HOW TO COMPLETE THIS TASK: Each record is to be given again precisely as written.

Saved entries

* * * * *

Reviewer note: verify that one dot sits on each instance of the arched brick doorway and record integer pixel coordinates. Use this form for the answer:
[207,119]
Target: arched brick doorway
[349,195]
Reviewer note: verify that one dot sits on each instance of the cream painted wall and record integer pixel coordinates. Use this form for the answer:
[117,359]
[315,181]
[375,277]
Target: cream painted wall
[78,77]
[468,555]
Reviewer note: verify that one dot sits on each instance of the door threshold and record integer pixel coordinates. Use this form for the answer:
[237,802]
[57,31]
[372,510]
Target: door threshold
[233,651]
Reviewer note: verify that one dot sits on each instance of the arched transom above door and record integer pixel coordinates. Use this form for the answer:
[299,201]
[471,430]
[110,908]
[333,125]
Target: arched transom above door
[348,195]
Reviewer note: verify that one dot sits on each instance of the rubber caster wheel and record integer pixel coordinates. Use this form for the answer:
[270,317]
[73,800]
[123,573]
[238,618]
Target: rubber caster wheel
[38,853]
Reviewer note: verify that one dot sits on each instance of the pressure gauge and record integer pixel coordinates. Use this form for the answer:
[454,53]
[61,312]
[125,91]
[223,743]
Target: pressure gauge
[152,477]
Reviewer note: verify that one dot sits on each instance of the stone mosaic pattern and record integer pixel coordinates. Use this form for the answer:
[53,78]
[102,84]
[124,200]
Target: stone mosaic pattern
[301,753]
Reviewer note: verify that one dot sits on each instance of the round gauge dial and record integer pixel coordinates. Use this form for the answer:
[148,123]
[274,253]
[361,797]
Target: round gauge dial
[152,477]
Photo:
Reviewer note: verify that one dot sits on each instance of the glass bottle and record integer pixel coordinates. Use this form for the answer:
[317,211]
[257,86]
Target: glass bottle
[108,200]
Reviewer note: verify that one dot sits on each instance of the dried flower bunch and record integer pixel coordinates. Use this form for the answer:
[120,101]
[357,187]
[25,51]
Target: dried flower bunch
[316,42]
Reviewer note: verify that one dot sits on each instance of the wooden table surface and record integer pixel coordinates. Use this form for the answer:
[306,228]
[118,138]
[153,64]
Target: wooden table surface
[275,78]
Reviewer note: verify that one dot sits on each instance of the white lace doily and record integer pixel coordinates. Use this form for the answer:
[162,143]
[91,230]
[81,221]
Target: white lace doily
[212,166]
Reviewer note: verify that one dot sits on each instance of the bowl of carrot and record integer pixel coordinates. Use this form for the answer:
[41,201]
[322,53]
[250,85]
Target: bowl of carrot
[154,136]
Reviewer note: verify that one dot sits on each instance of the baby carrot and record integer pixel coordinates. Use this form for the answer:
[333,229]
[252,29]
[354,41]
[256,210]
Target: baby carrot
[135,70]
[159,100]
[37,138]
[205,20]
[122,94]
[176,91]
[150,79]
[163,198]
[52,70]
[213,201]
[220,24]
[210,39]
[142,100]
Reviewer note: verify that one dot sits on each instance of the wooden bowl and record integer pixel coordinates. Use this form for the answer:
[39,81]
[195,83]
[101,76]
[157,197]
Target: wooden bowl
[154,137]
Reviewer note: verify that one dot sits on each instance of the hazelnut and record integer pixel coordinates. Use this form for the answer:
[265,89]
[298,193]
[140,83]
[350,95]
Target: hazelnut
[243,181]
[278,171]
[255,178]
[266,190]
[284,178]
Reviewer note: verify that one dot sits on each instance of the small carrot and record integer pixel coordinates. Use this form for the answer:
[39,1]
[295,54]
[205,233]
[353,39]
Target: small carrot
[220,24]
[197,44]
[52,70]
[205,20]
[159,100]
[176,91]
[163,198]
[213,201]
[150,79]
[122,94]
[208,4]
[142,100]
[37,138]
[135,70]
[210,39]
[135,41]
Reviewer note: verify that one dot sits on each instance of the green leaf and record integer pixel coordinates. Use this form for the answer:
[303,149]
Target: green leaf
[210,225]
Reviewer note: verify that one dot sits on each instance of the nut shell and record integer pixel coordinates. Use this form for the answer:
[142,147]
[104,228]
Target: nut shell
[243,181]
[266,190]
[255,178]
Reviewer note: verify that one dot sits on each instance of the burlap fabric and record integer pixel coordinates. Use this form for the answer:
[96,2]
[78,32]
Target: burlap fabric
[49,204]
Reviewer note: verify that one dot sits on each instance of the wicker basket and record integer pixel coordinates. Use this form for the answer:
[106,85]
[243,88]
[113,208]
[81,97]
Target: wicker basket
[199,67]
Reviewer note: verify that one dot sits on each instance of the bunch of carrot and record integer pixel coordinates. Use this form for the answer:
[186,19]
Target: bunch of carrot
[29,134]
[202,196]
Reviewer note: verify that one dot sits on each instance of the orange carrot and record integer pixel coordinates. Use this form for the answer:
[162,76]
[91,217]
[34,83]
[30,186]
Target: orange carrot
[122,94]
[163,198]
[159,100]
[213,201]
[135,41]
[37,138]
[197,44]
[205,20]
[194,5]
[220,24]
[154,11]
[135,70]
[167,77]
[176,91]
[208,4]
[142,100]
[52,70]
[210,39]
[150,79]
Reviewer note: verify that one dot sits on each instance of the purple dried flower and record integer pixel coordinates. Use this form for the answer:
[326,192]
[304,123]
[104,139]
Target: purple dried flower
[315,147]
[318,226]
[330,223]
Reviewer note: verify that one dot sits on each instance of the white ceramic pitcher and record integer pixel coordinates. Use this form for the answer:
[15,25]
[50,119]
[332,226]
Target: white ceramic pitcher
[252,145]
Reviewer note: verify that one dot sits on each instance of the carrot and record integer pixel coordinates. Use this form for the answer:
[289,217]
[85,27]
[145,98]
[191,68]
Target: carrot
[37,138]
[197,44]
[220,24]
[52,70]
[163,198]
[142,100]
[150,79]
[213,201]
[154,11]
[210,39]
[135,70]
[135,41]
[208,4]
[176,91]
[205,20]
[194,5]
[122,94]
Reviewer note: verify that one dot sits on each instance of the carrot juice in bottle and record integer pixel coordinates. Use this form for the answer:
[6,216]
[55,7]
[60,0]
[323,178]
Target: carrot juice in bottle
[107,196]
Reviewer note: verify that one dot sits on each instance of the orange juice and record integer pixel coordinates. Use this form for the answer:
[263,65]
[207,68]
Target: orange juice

* * * * *

SOLUTION TO THIS PROBLEM:
Reviewer note: verify that one dot sits on each instance of the arched brick doorway and record integer pixel coordinates. Use this form for the answer:
[207,119]
Target: arched brick doorway
[349,195]
Reviewer note: verify that one dot sits on each instance of the cream painted wall and record integer pixel coordinates. Use this form for the answer:
[117,359]
[315,181]
[375,277]
Target: cream painted wall
[78,77]
[468,555]
Reviewer note: verify that one dot sits on each instance of the door threshold and record integer pixel coordinates. Use this form for the answer:
[237,802]
[57,31]
[372,510]
Target: door threshold
[233,651]
Reviewer note: verify that one dot sits on each instance of the arched transom above door and record integer pixel coordinates. Use this form for the answer:
[299,201]
[471,430]
[110,908]
[333,125]
Target: arched transom above door
[348,195]
Reviewer note: verify that one dot sits on each instance of the rubber caster wheel and record integer pixel coordinates. Use this form for the answer:
[270,317]
[73,800]
[123,573]
[238,618]
Target: rubber caster wheel
[38,853]
Reviewer note: verify that one dot sits on each instance of the pressure gauge and record integer pixel coordinates. Use this form for the answer:
[454,53]
[61,312]
[125,91]
[223,743]
Target: pressure gauge
[152,477]
Reviewer note: verify that one dot sits on each instance of the stone mosaic pattern and record integer pixel coordinates. Use this form for the answer:
[53,78]
[102,84]
[124,200]
Target: stone mosaic pattern
[301,753]
Reviewer note: verify that one dot sits on each instance of the round gauge dial and record integer pixel coordinates. Use this form for the answer:
[148,123]
[274,253]
[361,797]
Target: round gauge dial
[152,477]
Photo:
Reviewer note: verify that one dot sits on each instance of the glass bottle and record integer pixel coordinates. Use this form for the answer:
[317,211]
[257,86]
Target: glass bottle
[108,200]
Reviewer note: verify that one dot sits on each instance of the dried flower bunch and record integer pixel coordinates. Use this form for the answer:
[120,101]
[357,187]
[25,51]
Target: dried flower bunch
[316,42]
Reviewer note: verify that one dot sits on each instance of the wooden table surface and record integer pixel coordinates. Use this form for the answer:
[306,228]
[118,138]
[153,64]
Target: wooden table surface
[275,78]
Reviewer note: verify that one dot sits on each instance of the white lace doily and record integer pixel coordinates. Use this form for the answer:
[162,143]
[91,230]
[81,221]
Target: white lace doily
[212,166]
Reviewer note: verify that one dot sits on each instance of the bowl of carrot and record integer pixel coordinates. Use this form for the answer:
[41,201]
[322,53]
[250,85]
Target: bowl of carrot
[154,136]
Reviewer note: verify that one dot sits on each instance of the baby carrot and record integer pixel coordinates. Use this form for the answer:
[333,229]
[252,29]
[354,41]
[256,210]
Target: baby carrot
[135,70]
[159,100]
[37,138]
[205,20]
[122,94]
[176,91]
[150,79]
[163,198]
[52,70]
[213,201]
[220,24]
[210,39]
[142,100]
Reviewer note: verify that one dot sits on each instance of the wooden bowl and record integer pixel coordinates. Use this form for the answer:
[39,81]
[195,83]
[101,76]
[157,197]
Target: wooden bowl
[154,137]
Reviewer note: verify that one dot sits on each instance of the hazelnut and record integer pixel coordinates. Use this form for the answer:
[265,89]
[298,193]
[140,83]
[350,95]
Target: hazelnut
[243,181]
[278,171]
[255,178]
[266,190]
[284,178]
Reviewer note: verify that one dot sits on each instance of the small carrot and record integer pixel coordinates. Use this form for the answer:
[39,1]
[295,54]
[205,233]
[353,39]
Target: small carrot
[220,24]
[197,44]
[52,70]
[205,20]
[159,100]
[176,91]
[163,198]
[213,201]
[150,79]
[122,94]
[208,4]
[142,100]
[37,138]
[135,70]
[210,39]
[135,41]
Reviewer note: verify that one dot sits on each instance of the green leaf and record integer pixel coordinates. Use this form for the answer:
[303,149]
Target: green leaf
[210,225]
Reviewer note: verify that one dot sits on each instance of the nut shell and record integer pixel coordinates. Use this form for the answer:
[142,147]
[104,228]
Target: nut shell
[243,181]
[266,190]
[255,178]
Reviewer note: verify that one dot sits on each instance of the burlap fabric and record integer pixel coordinates. Use this form for the answer:
[96,2]
[78,32]
Target: burlap fabric
[49,204]
Reviewer note: verify that one dot sits on each instance of the wicker basket and record integer pixel coordinates. Use this form for the answer:
[106,85]
[243,88]
[113,208]
[81,97]
Target: wicker basket
[199,67]
Reviewer note: verify that one dot sits on each instance of the bunch of carrot and record integer pixel coordinates. Use this form for the answer:
[186,19]
Target: bunch of carrot
[29,134]
[202,196]
Reviewer note: verify that one dot sits on each instance of the orange carrot and record integer pixel coordinates. Use this form for the answer:
[162,76]
[91,217]
[34,83]
[30,186]
Target: orange carrot
[122,94]
[163,198]
[159,100]
[213,201]
[135,41]
[37,138]
[197,44]
[205,20]
[194,5]
[220,24]
[154,11]
[135,70]
[167,77]
[176,91]
[208,4]
[142,100]
[52,70]
[210,39]
[150,79]
Reviewer note: verify that one dot sits on each instance of the purple dried flower and record integer pixel coordinates. Use this form for the answer:
[326,192]
[304,123]
[104,139]
Target: purple dried flower
[315,147]
[318,226]
[330,223]
Reviewer note: verify that one dot sits on each instance of the white ceramic pitcher and record integer pixel coordinates. Use this form for the answer:
[15,25]
[50,119]
[332,226]
Target: white ceramic pitcher
[252,145]
Reviewer note: verify that one dot sits on each instance of the carrot and record integer pixel coordinates. Use this form for the answer:
[289,217]
[85,27]
[145,98]
[191,68]
Target: carrot
[37,138]
[197,44]
[220,24]
[52,70]
[163,198]
[142,100]
[150,79]
[213,201]
[154,11]
[210,39]
[135,70]
[135,41]
[208,4]
[176,91]
[205,20]
[194,5]
[122,94]
Reviewer note: verify that one dot sits on each instance of the carrot juice in bottle and record integer pixel coordinates. Use this form for the answer:
[6,216]
[55,7]
[60,0]
[323,178]
Target: carrot juice in bottle
[107,196]
Reviewer note: verify that one dot sits on each instance of the orange juice and record integer pixel coordinates. Use this form for the answer:
[263,65]
[207,68]
Target: orange juice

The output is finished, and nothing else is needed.